### KUTIPAN ###
Namun, prospek berakhirnya era suku bunga tinggi di The Fed masih belum jelas seiring melonjaknya kembali inflasi AS periode Agustus 2023.
Sebelumnya pada Rabu pekan lalu, inflasi konsumen (consumer price index/CPI) Negeri Paman Sam Agustus kembali naik menjadi 3,7% secara tahunan (year-on-year/yoy), dari sebelumnya pada Juli lalu sebesar 3,2% (yoy).
Sedangkan secara bulanan (month-to-month/mtm), CPI AS pada bulan lalu juga naik menjadi 0,6%, dari sebelumnya pada Juli lalu sebesar 0,2%. CPI bulanan AS sesuai dengan prediksi pasar yang memperkirakan kenaikan menjadi 0,6%.
Adapun CPI inti berhasil melandai sesuai ekspektasi ke 4,3% (yoy), dibandingkan periode bulan sebelumnya sebesar 4,7% (yoy).
Inflasi AS diperkirakan masih sulit turun ke depan karena lonjakan harga minyak. AS adalah konsumen terbesar minyak di dunia sehingga pergerakan harga minyak akan sangat berdampak kepada ekonomi AS.
### BARIS DATA ###
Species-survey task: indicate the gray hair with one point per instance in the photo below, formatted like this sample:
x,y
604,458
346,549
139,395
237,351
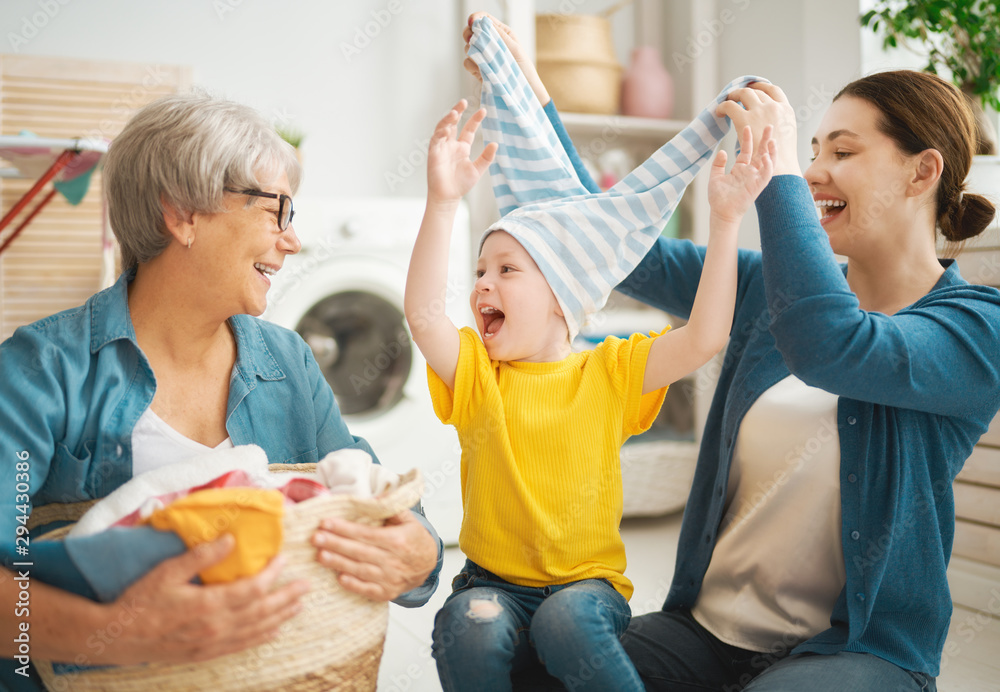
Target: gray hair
x,y
183,150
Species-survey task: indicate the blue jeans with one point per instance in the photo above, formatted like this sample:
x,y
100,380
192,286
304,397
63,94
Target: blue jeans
x,y
672,651
489,628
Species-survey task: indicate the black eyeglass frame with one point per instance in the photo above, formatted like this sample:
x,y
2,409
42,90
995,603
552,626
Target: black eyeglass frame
x,y
282,200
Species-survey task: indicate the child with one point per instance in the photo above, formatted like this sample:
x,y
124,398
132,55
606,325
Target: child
x,y
541,427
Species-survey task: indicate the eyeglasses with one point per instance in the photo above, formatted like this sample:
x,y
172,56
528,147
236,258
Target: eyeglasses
x,y
285,210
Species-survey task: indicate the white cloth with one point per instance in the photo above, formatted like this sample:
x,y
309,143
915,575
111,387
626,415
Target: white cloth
x,y
342,471
156,444
772,583
584,243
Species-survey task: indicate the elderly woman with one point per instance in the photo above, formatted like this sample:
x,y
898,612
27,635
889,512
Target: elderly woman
x,y
164,365
816,538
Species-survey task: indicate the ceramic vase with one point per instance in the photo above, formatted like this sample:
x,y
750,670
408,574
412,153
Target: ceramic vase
x,y
647,89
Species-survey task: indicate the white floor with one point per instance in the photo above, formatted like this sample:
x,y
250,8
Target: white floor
x,y
651,545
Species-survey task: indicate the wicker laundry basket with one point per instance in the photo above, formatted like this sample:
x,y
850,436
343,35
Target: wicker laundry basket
x,y
334,643
656,476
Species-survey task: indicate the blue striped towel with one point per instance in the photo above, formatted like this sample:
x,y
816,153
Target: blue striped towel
x,y
584,243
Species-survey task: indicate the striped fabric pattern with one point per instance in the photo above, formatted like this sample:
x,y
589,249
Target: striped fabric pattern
x,y
584,243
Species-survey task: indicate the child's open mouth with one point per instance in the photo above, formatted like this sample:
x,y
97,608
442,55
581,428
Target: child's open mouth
x,y
492,321
829,208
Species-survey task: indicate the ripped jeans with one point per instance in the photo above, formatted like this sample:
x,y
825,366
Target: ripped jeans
x,y
489,628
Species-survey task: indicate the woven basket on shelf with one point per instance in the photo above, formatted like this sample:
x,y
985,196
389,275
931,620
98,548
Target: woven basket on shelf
x,y
334,643
656,476
576,62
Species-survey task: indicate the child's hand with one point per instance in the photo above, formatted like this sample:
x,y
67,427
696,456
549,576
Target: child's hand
x,y
450,171
731,195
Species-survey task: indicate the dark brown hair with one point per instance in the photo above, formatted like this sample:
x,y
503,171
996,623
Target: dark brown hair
x,y
921,111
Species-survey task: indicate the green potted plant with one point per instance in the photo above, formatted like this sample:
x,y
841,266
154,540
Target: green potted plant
x,y
293,136
959,38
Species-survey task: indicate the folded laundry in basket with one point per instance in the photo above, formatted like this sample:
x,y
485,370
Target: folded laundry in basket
x,y
251,515
110,532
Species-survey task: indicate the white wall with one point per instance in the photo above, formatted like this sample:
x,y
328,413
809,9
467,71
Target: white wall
x,y
364,112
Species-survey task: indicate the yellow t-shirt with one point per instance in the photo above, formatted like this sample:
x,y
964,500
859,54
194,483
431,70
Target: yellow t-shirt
x,y
541,472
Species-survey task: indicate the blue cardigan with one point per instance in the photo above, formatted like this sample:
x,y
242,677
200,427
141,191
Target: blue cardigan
x,y
916,389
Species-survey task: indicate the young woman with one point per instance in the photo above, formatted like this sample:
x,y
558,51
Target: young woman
x,y
815,541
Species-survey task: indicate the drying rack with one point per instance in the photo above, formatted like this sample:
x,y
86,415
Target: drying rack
x,y
49,160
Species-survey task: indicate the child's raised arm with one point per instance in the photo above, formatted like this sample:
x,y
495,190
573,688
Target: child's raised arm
x,y
450,175
683,350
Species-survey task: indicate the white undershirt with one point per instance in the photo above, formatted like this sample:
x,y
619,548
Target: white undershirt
x,y
156,444
778,565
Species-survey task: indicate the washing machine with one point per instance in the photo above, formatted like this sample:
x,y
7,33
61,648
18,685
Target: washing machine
x,y
343,293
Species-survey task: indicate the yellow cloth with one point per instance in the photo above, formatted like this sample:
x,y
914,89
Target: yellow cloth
x,y
541,472
252,515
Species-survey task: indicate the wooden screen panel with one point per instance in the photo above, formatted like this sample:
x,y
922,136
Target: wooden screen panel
x,y
55,263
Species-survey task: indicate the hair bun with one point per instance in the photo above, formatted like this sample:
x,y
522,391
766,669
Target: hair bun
x,y
966,217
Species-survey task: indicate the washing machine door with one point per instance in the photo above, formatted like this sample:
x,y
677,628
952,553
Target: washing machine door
x,y
349,310
361,344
###
• [KUMPULAN TUGAS]:
(a) Sebutkan semua nilai persentase berbeda yang tercantum dalam kutipan tentang inflasi AS.
(b) Teruskan kutipan tentang inflasi AS, dimulai tepat setelah kalimat terakhirnya.
Baris-baris data di atas sama sekali tidak dipakai di sini.

• [JAWABAN TUGAS]:
(a) 3,7%, 3,2%, 0,6%, 0,2%, 4,3%, 4,7%

(b)
Harga minyak mentah jenis West Texas Intermediate (WTI) dan Brent mencapai level tertinggi sejak November. Naik hampir 30% sejauh ini pada kuartal ketiga, WTI bersiap untuk mengalami kenaikan harga terbesarnya sejak kuartal pertama tahun 2022.
Harga minyak WTI melonjak 1,27% ke posisi US$ 91,92 per barel. Sedangkan harga minyak Brent melesat 0,92% menjadi US$ 94,79 per barel.
Hal ini karena Arab Saudi dan Rusia pada bulan ini memperpanjang pengurangan pasokan gabungan sebesar 1,3 juta barel per hari (bpd) hingga akhir tahun.
Kendati inflasi masih membandel dan era suku bunga tinggi belum dipastikan kapan berakhir, tetapi pemikiran pelaku pasar juga sepertinya mulai berubah lebih forward looking dari yang sebelumnya seberapa besar kenaikan suku bunga menjadi seberapa lama The Fed akan memberikan jeda.
Hal tersebut juga semakin didukung dengan data yang ditunjukkan CME Fedwatch Tool yang mengukur peluang suku bunga akan ditahan pada level 5,25%-5,50% sudah semakin dominan, yakni mencapai 99%, nyaris 100%.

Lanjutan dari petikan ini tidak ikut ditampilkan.